◆ TEXT UNDER STUDY ◆
Stablecoins have another weakness

Stablecoins have another weakness
DeFi
Stablecoin strength isn't just about reserve assets. Illustration: Gwen P; Source: Shutterstock
The Decentralised
  • Major stablecoins will rely on US Treasury market intermediaries to hold their peg.
  • Smart contract bugs are another vulnerability.
  • The Genius Act doesn't account for these risks.

Stablecoin growth may have stalled, but the lull might be short-lived if expert predictions are to be believed.

As my colleague Tim Craig noted last week, US Treasury Secretary Scott Bessent recently forecast US dollar stablecoins would swell to $3 trillion by 2030. Citibank predicted $4 trillion. S&P Global gave euro stablecoins a range of $250 billion to $1.1 trillion.

Put another way: it’s critical that investors and policymakers know whether their stablecoins are, well, stable. And new research from MIT suggests there are risks lurking in plain sight, and that last year’s Genius Act did nothing to address these risks.

Even when stablecoins are fully-backed by highly liquid assets, they can break their peg in times of market stress as underlying infrastructure buckles, the researchers found.

“A stablecoin’s ability to trade at par under stress depends not only on its asset quality, but on the functioning of redemption mechanisms, markets, and operational infrastructure,” they write. “The Genius framework leaves these stress-contingent dynamics largely unspecified.”

Stablecoins need to keep their peg. And virtually every conversation about stablecoin resilience centers on the issuer’s reserve assets.

“It implicitly treats stablecoin stability as a balance-sheet problem, resolvable through conservative asset holdings and supervision,” the researchers note.

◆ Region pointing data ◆
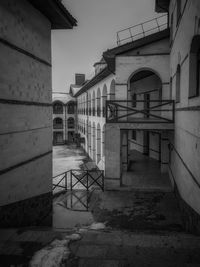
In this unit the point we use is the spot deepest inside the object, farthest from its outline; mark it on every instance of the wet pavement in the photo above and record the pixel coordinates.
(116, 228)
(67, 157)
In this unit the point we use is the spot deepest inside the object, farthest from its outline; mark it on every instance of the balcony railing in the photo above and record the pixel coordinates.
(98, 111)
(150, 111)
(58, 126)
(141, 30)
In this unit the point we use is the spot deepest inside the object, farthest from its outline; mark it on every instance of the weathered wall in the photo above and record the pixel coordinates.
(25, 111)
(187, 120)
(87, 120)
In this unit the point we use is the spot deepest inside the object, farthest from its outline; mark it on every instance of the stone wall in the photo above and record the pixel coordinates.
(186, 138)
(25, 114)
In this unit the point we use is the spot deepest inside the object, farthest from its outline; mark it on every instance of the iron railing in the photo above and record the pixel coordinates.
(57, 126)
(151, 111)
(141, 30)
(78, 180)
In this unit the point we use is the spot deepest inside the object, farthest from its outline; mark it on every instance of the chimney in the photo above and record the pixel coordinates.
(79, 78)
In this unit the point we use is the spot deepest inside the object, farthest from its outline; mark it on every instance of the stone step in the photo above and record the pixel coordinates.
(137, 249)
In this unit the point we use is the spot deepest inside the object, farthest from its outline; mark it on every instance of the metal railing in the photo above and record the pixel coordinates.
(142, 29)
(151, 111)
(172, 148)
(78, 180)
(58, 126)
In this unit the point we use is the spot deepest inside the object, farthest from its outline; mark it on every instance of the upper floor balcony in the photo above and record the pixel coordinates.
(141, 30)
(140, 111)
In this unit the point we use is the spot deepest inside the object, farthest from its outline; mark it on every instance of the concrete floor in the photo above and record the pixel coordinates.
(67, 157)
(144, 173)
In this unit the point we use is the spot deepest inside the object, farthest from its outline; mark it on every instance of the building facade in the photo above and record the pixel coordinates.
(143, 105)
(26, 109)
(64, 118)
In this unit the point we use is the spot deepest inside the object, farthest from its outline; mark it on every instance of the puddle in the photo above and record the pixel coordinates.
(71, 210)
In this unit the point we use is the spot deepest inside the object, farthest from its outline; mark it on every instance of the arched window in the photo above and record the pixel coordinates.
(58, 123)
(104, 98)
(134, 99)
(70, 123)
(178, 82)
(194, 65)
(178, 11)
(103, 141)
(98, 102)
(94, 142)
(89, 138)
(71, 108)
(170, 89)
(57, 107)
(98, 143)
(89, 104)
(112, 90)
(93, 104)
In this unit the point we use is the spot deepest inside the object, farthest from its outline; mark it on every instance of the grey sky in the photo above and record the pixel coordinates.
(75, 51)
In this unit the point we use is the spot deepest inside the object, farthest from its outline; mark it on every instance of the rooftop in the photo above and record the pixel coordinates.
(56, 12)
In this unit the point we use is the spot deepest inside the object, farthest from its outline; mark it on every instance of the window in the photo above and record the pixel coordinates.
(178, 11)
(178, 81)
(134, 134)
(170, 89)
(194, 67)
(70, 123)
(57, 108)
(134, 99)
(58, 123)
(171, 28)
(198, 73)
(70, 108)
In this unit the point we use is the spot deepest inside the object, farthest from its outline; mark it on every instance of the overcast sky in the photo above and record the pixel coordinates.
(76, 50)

...

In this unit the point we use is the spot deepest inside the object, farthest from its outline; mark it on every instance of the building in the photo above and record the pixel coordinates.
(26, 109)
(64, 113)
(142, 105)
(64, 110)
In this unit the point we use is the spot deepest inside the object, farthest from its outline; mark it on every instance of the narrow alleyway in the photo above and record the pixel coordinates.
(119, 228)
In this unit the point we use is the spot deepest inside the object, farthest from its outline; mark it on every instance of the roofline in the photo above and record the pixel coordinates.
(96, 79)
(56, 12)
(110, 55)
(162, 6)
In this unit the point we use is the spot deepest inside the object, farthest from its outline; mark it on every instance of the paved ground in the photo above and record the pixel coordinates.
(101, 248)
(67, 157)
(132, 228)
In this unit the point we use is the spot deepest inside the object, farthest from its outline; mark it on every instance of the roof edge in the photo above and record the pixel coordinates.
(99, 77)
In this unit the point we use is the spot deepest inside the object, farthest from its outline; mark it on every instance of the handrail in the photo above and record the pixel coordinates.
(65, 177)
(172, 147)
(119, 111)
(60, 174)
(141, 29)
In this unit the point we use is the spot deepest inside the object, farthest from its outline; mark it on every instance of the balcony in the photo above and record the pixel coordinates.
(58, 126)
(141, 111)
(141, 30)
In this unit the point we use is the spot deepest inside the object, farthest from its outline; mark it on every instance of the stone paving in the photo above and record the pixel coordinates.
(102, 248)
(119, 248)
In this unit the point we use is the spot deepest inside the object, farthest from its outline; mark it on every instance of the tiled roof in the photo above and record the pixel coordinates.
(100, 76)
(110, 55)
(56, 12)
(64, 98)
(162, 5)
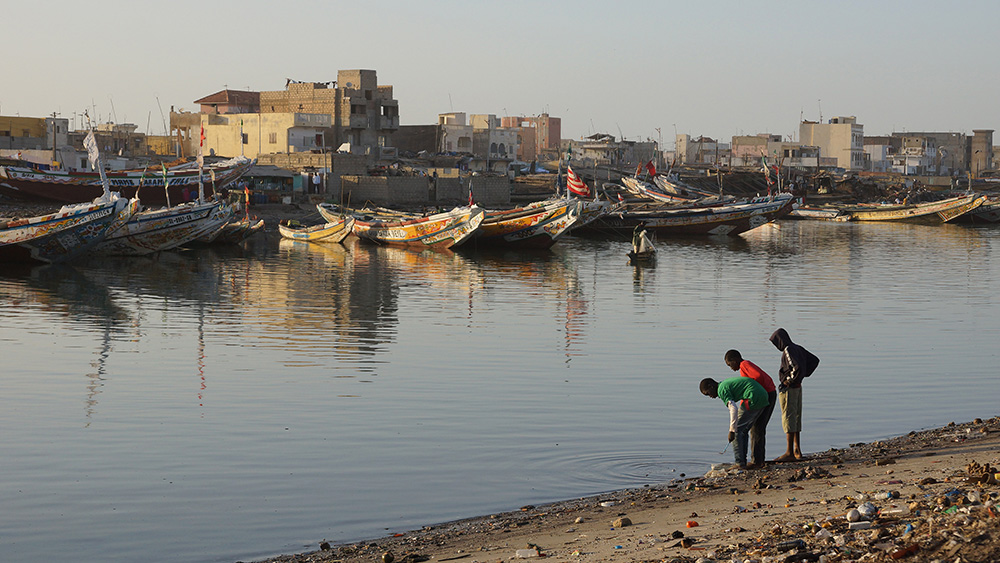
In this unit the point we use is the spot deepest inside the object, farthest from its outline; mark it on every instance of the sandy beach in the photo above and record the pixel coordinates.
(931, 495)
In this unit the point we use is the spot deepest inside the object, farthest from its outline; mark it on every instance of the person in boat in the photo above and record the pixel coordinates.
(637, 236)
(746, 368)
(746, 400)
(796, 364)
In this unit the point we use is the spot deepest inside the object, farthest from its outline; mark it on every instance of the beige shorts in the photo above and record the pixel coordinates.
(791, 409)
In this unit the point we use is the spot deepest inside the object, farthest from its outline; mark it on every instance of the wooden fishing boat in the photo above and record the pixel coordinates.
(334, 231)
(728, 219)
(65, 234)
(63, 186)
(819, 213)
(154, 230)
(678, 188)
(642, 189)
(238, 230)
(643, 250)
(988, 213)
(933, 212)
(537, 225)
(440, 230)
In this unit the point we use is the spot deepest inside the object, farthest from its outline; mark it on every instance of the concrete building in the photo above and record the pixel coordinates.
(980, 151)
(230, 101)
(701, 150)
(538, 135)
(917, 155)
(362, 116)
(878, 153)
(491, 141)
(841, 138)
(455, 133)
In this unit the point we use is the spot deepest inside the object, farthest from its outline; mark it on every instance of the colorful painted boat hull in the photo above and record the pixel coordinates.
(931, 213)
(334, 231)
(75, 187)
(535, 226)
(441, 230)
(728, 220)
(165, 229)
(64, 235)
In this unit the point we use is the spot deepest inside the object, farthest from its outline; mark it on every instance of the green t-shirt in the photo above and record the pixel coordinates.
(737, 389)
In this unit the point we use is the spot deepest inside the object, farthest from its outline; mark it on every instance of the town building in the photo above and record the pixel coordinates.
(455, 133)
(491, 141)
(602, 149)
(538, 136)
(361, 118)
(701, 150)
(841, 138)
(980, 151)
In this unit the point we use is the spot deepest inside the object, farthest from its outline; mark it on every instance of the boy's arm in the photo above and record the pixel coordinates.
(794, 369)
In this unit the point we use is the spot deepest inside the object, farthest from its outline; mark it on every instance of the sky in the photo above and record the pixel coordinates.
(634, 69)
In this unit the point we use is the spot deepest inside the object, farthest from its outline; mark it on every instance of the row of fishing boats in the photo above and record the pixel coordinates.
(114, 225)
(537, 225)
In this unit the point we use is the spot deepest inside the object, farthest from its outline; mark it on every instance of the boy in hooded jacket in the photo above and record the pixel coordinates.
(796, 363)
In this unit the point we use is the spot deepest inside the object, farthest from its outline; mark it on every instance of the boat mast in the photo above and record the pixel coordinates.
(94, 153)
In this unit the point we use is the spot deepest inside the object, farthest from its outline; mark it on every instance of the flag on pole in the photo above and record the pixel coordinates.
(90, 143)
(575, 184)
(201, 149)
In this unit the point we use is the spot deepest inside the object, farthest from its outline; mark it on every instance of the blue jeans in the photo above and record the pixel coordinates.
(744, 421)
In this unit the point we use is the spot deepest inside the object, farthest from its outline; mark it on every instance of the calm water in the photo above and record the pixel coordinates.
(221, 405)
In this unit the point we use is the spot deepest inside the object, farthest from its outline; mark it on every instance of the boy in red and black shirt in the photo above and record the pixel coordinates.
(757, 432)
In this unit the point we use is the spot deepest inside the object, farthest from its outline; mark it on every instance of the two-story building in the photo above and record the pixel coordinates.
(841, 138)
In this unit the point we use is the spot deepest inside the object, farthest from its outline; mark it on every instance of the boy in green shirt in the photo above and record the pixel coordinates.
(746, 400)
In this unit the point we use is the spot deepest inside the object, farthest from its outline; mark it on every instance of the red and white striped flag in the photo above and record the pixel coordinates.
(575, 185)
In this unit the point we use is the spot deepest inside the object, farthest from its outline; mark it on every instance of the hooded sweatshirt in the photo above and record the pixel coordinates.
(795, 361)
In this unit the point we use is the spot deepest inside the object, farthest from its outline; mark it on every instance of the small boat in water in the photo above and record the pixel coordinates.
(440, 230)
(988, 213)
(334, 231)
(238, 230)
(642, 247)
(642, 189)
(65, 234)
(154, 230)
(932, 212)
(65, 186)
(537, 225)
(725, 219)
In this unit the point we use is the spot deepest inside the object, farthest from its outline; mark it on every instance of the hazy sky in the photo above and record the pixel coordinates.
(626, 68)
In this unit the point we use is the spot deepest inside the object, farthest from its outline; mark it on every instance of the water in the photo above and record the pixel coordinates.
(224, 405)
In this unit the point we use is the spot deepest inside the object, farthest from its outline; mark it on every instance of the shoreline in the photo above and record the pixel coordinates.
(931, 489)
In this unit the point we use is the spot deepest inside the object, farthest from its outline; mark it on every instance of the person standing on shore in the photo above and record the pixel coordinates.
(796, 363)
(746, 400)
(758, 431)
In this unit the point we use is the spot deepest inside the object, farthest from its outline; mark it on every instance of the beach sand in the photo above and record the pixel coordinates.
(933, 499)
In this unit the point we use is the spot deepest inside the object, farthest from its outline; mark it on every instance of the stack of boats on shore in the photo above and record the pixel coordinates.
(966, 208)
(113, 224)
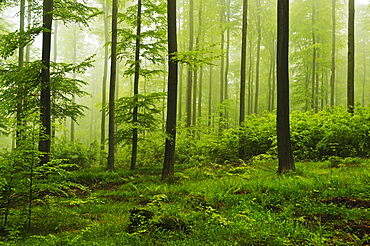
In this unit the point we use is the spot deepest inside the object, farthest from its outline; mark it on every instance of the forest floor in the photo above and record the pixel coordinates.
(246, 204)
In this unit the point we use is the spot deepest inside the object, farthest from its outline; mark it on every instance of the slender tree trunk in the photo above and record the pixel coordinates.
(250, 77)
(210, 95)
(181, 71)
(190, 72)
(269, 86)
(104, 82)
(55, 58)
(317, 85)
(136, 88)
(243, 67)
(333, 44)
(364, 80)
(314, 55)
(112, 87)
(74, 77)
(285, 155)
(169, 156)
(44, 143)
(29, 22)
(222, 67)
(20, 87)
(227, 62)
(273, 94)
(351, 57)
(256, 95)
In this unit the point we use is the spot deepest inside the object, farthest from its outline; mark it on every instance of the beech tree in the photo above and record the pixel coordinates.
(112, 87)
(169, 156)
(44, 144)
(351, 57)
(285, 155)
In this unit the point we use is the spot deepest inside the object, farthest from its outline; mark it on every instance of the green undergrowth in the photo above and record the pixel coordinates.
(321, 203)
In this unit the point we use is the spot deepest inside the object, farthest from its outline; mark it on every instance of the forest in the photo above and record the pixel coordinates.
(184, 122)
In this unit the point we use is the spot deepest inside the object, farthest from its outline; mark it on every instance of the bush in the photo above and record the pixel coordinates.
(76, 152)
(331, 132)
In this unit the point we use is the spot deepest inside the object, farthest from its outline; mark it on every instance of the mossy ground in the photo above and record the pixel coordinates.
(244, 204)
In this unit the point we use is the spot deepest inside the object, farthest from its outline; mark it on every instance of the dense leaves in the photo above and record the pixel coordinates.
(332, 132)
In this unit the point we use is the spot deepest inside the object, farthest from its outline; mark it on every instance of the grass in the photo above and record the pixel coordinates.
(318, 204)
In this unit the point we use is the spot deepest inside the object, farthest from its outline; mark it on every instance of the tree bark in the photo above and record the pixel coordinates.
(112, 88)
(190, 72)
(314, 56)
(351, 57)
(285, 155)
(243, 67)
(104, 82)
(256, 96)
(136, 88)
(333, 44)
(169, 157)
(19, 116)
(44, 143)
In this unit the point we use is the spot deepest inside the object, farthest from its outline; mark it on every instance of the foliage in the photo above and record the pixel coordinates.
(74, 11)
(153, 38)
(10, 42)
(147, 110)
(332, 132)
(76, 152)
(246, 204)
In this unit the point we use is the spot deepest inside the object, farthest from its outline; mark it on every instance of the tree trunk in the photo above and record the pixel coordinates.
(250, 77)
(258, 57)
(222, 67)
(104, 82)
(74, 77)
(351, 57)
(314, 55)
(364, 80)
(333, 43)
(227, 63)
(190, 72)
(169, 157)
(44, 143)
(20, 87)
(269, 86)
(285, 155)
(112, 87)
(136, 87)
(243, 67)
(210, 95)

--

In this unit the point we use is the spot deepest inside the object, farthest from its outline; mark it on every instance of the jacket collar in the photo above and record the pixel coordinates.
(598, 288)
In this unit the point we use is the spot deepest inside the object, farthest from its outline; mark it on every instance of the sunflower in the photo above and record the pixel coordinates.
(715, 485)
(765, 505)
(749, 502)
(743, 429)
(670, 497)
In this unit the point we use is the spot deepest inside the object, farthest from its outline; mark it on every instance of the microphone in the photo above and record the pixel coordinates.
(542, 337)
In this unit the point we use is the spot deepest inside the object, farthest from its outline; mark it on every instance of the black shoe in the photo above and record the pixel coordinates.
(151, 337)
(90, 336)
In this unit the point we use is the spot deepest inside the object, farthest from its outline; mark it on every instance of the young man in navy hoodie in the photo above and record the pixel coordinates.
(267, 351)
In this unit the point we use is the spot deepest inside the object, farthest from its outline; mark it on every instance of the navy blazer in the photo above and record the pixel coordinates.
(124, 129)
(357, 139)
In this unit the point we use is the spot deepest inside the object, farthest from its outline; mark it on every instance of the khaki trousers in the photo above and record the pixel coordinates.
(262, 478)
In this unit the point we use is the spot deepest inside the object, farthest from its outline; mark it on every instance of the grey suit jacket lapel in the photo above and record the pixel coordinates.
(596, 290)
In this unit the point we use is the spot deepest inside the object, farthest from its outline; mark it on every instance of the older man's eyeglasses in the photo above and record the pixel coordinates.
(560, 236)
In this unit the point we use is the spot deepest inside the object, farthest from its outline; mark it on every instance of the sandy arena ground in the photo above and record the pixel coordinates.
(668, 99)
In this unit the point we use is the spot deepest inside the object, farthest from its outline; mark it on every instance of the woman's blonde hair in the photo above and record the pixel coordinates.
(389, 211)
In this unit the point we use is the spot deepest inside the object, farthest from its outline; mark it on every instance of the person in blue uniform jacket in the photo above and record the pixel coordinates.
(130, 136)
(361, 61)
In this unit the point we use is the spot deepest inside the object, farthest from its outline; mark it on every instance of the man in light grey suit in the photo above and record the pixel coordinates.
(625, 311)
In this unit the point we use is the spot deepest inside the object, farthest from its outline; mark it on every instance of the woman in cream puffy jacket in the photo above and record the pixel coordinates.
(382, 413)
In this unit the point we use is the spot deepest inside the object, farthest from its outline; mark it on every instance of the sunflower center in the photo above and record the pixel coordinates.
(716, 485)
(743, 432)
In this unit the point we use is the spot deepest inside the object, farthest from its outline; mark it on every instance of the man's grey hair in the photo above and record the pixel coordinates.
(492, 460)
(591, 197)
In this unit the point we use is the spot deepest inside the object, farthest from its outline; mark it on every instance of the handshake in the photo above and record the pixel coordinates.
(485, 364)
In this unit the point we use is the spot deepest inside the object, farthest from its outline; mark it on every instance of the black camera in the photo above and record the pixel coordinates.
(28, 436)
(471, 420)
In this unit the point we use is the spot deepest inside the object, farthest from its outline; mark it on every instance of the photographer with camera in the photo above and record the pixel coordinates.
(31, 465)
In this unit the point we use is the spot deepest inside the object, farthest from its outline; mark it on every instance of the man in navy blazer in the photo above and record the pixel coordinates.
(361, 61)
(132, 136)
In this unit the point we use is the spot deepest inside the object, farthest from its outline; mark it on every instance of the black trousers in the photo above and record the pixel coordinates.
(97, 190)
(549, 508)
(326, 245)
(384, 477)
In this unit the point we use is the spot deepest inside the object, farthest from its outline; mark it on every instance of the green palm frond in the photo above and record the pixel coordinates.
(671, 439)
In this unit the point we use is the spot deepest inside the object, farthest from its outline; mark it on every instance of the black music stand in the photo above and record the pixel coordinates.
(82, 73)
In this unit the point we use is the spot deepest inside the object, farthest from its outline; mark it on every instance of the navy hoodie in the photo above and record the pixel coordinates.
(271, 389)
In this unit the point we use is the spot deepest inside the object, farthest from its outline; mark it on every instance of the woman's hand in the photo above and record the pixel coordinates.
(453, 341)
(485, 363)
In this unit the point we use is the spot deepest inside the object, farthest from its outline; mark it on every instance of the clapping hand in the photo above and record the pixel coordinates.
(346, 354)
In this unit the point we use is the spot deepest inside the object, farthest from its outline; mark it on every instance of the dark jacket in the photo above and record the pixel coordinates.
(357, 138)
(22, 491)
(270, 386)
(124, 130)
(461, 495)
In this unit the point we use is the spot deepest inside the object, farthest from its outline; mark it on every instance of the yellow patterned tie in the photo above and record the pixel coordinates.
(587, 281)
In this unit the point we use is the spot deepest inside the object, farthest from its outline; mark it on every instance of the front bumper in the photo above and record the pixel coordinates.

◆ TASK INSTRUCTIONS ◆
1 > Echo the stablecoin text word for word, starting at "Stablecoin growth may" and ending at "address these risks.".
2 > Proceed with the text on stablecoin weaknesses, picking up after its final sentence.

◆ ANSWERS FOR THE TASKS ◆
1 >
Stablecoin growth may have stalled, but the lull might be short-lived if expert predictions are to be believed.

As my colleague Tim Craig noted last week, US Treasury Secretary Scott Bessent recently forecast US dollar stablecoins would swell to $3 trillion by 2030. Citibank predicted $4 trillion. S&P Global gave euro stablecoins a range of $250 billion to $1.1 trillion.

Put another way: it’s critical that investors and policymakers know whether their stablecoins are, well, stable. And new research from MIT suggests there are risks lurking in plain sight, and that last year’s Genius Act did nothing to address these risks.

2 >
It’s why Tether got a rather poor grade from S&P last year. S&P cited Tether’s reliance on supposedly high-risk reserves, such as gold and Bitcoin, when it said the issuer was vulnerable to a market downturn.

Even if Tether were invested entirely in short-duration US Treasuries, as money market funds are, a “run on the bank” could challenge its ability to quickly sell those treasuries.

Broker-dealers stand between buyers and sellers of treasuries. And they can be a bottleneck that limits stablecoin issuers’ ability to honour mass redemption requests, according to the researchers.

For example, when the coronavirus hammered markets in March 2020, bid-ask spreads on treasuries widened. If that were to happen again, a run on a stablecoin could knock it off its peg, setting off a doom loop.

There is an easy fix: let stablecoin issuers borrow directly from the Federal Reserve, and address the bottleneck issue. But then they would be subject to stringent bank-like regulations, which could make them unprofitable in a low-interest rate environment.

Traditional markets aren’t the only threat to stablecoin stability.

Issues with blockchains and smart contracts could also knock a stablecoin off its peg, according to the researchers.

On a matrix that ranks such risks by severity and likelihood, they identify two that are most worrisome: Smart contract logic flaws and bridge failures.

Then there are more quotidian problems. Last year, Paxos accidentally minted $300 trillion PYUSD. Though it corrected the problem minutes later, Aave had to pause PYUSD activity and the stablecoin briefly traded below par.

In the US, banks are attempting to re-litigate the Genius Act, annoyed that crypto companies seem to have found a loophole allowing them to pay customers yield on their holdings. The debate has held up landmark legislation that would bring the rest of the crypto industry out of its legal grey area.

If there are additional risks the law never considered, this might not be Congress’ last stablecoin battle.